Copy the records exactly, leaving out every picture.

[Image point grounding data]
##########

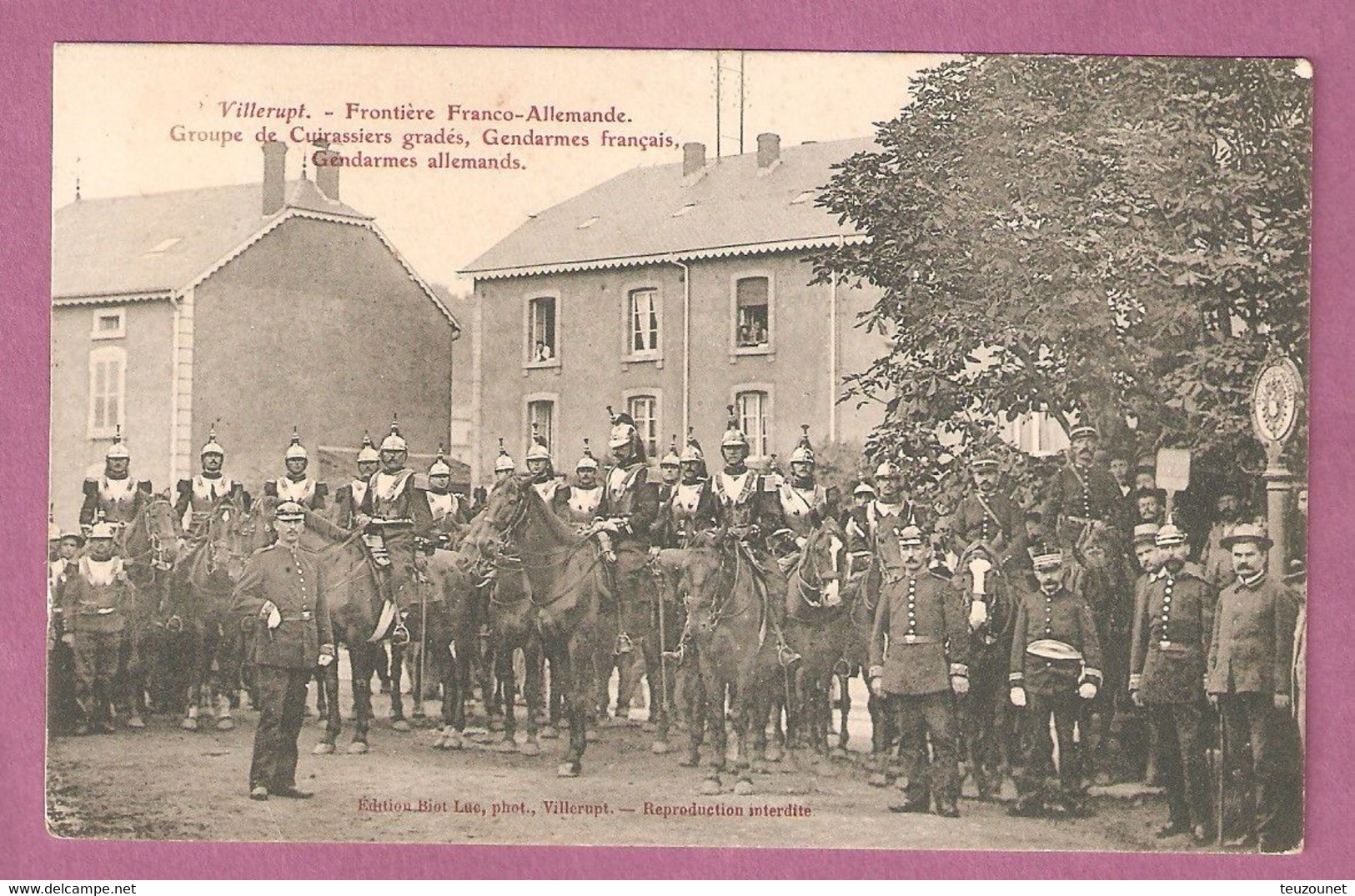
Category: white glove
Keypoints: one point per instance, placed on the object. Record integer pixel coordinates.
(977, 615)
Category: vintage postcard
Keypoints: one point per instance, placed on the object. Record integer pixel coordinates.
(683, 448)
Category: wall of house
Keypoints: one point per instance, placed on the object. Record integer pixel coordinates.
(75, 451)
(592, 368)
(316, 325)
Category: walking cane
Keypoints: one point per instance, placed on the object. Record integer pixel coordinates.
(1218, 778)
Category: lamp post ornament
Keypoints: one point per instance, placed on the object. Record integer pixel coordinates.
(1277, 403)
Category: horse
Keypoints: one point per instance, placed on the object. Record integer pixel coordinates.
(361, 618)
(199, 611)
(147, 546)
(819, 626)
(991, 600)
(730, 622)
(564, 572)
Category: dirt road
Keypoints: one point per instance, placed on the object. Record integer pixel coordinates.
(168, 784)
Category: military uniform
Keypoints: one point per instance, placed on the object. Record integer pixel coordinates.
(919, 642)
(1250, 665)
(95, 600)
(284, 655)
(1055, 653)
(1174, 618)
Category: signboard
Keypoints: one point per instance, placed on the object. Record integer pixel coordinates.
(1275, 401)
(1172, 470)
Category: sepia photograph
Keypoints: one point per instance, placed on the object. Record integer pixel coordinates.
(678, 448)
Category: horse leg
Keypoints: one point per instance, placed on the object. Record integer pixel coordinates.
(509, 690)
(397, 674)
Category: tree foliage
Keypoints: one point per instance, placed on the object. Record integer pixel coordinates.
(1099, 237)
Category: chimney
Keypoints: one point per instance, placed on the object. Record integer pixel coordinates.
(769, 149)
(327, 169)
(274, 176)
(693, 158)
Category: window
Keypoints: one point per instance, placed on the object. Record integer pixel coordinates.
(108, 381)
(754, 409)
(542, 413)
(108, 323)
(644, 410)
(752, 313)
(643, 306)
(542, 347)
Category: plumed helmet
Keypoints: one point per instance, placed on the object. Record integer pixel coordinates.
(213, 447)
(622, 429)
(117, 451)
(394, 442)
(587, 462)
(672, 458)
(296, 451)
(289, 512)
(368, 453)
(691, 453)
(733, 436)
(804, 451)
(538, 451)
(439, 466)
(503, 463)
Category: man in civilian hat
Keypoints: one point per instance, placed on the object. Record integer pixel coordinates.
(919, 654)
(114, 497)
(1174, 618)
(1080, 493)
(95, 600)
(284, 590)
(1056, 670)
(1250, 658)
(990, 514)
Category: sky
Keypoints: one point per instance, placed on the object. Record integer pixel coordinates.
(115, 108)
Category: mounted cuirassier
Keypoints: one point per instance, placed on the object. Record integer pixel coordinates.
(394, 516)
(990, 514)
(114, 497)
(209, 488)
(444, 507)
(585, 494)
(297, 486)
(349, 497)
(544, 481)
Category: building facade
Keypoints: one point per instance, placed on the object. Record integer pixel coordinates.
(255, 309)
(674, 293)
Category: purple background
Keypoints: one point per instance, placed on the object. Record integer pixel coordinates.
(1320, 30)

##########

### RESPONSE FOR THIS EXERCISE
Category: white glove
Keypoints: one point per instance, placed on the object. Record integer pixel coordinates.
(977, 615)
Category: vintage postcard
Keypoints: one point per instance, placed on the object. Record integer pixel coordinates.
(683, 448)
Category: wall of house
Keypoints: one point per instance, placed on the object. Record integer pixel coordinates.
(75, 451)
(592, 368)
(316, 325)
Category: walking cane
Keypoints: one point per instance, placed on the object. Record integer pixel coordinates.
(1218, 778)
Category: lamp post ornament
Keypoints: one point per instance, placed on the object. Record integer pixel coordinates.
(1277, 403)
Category: horse
Keypoints: one point per instance, placed on the object. Record integer pixel coordinates.
(361, 618)
(199, 611)
(147, 546)
(819, 626)
(991, 600)
(730, 622)
(564, 572)
Category: dirt road
Keypoints: one point per instance, placed on the object. Record integer pixel coordinates.
(168, 784)
Category: military uniform
Keypoints: one point per instance, placed on the object. Record integer pixel coordinates.
(919, 642)
(1250, 665)
(95, 600)
(284, 655)
(1055, 653)
(1174, 618)
Category: signboard
Keypoints: one point per instance, placed on the object. Record integer pixel coordinates.
(1275, 401)
(1172, 470)
Category: sepia photograph
Keypoints: one point per instance, placed on the object. Record integer pixel coordinates.
(678, 448)
Category: horse leg
Keypoints: one point per instance, placed on the object. Record integer pixel coordinates.
(509, 690)
(397, 674)
Category: tree foliage
Keypoints: one point per instance, placed on the object. Record integer pixel coordinates.
(1099, 237)
Category: chimney
Keypoints: one point per instance, placed on the object. Record integer pixel coordinates.
(769, 149)
(327, 169)
(274, 176)
(693, 158)
Category: window
Keypoints: one point per instance, placed on the object. Record integer pixel coordinates.
(108, 381)
(754, 409)
(542, 413)
(108, 323)
(644, 410)
(752, 313)
(643, 306)
(542, 347)
Category: plumed helmet
Keypoints: one point per instance, placed on the object. Record integer pixel coordinates.
(213, 447)
(622, 429)
(117, 451)
(394, 442)
(587, 462)
(672, 458)
(296, 451)
(289, 512)
(368, 453)
(691, 453)
(733, 436)
(804, 451)
(538, 451)
(439, 466)
(503, 463)
Category: man in civilian hat
Keypoints: one point per instance, placed on the object. Record integer pixel coordinates.
(919, 654)
(114, 497)
(1174, 618)
(1080, 493)
(95, 600)
(284, 590)
(1056, 670)
(1250, 658)
(990, 514)
Category: sky
Keypoints: one point per instance, placed on the object. Record integer pixel coordinates.
(115, 108)
Category: mounted cuirassier
Keypoints: one point per instance, placed on the object. Record integer pixel coordinates.
(394, 516)
(990, 514)
(114, 497)
(209, 488)
(444, 507)
(585, 494)
(297, 486)
(349, 497)
(544, 481)
Category: building facade
Keypoints: one point per instance, placed on the object. Record integer pixel coordinates.
(255, 309)
(674, 293)
Category: purple background
Keypoints: one point per instance, placed on the object. Record integer pixel coordinates.
(1320, 30)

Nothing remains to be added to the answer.